- **POR REALIZAR**
Localice y copie cada línea de las filas que contenga la palabra "dark", distinguiendo entre mayúsculas y minúsculas.

- **FILAS DE ENTRADA**
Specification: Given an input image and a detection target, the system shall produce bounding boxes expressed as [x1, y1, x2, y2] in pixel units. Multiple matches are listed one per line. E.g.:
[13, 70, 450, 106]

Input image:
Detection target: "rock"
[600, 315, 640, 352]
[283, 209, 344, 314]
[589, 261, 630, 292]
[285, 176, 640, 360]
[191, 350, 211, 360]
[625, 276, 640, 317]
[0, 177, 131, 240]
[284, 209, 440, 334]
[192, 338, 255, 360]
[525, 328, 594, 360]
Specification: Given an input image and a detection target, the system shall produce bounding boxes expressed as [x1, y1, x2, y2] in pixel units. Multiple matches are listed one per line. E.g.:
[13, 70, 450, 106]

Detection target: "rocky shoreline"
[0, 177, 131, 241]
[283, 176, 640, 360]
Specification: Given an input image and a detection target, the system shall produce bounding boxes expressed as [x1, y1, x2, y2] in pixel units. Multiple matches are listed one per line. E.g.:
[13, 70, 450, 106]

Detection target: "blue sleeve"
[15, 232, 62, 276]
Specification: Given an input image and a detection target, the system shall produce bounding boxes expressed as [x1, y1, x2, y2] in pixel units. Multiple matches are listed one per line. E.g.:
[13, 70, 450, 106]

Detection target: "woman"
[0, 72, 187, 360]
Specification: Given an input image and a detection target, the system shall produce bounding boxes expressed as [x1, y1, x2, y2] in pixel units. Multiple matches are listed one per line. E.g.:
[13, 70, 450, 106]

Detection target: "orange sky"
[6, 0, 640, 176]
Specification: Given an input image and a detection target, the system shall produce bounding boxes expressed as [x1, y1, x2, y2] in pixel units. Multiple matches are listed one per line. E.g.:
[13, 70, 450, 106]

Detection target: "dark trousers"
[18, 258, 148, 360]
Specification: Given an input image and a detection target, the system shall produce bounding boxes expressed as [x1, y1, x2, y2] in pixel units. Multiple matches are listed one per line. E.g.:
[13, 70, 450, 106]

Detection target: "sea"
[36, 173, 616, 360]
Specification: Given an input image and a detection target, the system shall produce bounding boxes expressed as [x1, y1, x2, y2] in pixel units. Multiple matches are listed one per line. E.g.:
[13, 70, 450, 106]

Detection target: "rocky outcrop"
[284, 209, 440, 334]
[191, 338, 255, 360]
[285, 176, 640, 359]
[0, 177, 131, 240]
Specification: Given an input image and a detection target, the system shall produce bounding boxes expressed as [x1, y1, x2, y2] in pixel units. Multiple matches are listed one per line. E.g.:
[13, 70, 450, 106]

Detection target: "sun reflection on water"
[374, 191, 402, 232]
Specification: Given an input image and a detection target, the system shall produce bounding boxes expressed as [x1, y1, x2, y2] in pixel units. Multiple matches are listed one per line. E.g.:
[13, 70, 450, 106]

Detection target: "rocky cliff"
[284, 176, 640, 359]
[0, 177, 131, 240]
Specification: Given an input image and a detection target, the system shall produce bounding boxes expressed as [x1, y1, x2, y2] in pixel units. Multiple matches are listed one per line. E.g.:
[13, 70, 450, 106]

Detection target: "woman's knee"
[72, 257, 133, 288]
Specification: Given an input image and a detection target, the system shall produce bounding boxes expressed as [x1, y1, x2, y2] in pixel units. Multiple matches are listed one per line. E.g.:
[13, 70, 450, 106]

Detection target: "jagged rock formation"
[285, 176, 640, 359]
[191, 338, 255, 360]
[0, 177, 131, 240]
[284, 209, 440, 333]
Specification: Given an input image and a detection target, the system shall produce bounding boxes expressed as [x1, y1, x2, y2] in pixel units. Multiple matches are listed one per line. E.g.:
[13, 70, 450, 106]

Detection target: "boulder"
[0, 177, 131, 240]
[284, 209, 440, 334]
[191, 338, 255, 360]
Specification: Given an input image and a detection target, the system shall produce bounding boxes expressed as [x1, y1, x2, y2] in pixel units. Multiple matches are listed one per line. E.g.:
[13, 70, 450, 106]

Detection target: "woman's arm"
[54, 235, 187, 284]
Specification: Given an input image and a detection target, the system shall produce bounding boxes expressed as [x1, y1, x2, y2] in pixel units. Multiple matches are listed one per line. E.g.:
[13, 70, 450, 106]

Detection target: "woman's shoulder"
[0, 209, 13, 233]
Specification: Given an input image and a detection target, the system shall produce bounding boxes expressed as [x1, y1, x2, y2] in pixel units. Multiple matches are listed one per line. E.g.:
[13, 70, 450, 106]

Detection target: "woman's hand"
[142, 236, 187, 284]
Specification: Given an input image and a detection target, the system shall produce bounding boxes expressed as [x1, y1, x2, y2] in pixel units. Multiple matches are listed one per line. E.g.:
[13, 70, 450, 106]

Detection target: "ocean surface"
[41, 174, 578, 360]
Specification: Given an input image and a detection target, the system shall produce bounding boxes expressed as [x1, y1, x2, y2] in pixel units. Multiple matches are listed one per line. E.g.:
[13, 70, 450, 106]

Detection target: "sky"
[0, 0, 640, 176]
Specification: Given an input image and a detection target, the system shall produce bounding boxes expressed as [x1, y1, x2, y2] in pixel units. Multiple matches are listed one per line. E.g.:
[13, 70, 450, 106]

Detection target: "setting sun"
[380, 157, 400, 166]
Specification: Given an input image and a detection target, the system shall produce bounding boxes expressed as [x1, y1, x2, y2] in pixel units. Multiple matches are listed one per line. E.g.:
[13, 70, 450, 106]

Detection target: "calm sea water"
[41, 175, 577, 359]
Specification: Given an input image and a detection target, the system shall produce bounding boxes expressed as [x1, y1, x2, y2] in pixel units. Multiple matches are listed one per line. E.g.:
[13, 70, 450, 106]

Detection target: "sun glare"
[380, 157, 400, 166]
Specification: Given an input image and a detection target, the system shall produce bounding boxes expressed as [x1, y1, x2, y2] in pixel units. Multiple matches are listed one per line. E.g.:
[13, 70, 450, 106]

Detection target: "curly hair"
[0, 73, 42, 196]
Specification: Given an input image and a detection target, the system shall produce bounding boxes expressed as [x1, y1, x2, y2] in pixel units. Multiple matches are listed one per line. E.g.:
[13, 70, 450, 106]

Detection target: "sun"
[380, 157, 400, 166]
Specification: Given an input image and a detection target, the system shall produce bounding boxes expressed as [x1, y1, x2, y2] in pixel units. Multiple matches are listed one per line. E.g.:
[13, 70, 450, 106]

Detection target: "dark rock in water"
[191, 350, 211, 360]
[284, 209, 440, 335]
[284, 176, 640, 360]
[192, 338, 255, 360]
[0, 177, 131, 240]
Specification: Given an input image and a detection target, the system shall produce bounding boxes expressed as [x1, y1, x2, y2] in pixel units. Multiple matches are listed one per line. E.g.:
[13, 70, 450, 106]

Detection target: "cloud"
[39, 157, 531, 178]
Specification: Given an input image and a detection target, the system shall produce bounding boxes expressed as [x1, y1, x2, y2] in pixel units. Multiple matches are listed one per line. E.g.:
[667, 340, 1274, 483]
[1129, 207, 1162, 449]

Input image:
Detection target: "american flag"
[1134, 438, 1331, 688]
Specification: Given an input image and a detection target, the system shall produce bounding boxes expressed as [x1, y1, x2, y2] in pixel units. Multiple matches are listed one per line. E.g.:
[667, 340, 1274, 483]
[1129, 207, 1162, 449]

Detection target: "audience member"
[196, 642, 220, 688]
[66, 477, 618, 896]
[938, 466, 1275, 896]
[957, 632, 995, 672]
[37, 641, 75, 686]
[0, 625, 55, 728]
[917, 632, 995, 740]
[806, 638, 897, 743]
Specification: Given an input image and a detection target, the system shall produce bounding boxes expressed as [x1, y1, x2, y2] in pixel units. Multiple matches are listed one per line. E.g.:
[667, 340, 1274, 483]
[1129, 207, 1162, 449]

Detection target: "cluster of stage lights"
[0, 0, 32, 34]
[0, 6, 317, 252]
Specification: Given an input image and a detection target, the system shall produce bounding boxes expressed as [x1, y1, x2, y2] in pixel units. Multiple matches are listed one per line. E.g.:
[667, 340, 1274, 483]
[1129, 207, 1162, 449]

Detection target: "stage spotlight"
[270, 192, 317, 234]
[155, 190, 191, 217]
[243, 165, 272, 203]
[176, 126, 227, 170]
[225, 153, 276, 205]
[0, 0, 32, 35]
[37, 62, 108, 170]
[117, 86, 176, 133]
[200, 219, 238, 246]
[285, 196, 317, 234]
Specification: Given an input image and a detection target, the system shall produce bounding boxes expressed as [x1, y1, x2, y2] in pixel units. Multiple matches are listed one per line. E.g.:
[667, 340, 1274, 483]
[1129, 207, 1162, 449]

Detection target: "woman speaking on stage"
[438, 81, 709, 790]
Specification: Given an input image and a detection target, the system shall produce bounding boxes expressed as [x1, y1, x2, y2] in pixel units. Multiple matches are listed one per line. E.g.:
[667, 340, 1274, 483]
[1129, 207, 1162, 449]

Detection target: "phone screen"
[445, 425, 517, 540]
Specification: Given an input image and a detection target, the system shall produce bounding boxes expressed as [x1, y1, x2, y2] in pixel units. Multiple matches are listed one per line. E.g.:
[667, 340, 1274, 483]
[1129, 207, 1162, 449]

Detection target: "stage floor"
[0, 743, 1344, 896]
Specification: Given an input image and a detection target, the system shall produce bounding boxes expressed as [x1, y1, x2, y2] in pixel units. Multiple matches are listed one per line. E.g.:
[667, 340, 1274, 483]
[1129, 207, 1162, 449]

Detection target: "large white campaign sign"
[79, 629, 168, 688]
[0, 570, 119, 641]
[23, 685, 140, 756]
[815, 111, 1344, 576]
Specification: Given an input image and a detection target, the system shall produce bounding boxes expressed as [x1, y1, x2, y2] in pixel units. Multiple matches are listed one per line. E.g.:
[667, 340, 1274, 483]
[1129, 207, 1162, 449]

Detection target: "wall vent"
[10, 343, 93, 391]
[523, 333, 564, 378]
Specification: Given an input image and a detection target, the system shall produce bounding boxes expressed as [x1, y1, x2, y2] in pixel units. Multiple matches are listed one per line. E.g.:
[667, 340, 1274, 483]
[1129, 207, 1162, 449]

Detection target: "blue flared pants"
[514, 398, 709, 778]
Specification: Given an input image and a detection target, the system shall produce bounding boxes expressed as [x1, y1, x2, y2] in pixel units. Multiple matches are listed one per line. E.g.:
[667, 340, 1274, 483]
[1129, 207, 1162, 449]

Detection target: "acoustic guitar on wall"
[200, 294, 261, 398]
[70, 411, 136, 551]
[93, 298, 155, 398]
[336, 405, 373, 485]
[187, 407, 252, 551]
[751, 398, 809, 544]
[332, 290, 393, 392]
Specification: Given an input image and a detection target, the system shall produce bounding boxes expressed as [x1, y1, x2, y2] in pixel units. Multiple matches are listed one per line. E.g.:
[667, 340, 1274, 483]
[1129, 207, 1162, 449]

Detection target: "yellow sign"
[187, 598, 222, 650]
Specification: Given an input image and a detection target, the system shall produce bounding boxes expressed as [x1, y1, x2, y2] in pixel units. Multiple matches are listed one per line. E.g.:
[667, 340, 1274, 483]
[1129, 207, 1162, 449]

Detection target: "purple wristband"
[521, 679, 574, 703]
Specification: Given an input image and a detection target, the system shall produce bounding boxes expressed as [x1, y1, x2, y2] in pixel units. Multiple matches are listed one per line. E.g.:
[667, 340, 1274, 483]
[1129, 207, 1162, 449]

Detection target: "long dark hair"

- **RESULTADO A CONTINUACIÓN**
Detection target: "dark trousers"
Detection target: "dark rock in water"
Detection target: "long dark hair"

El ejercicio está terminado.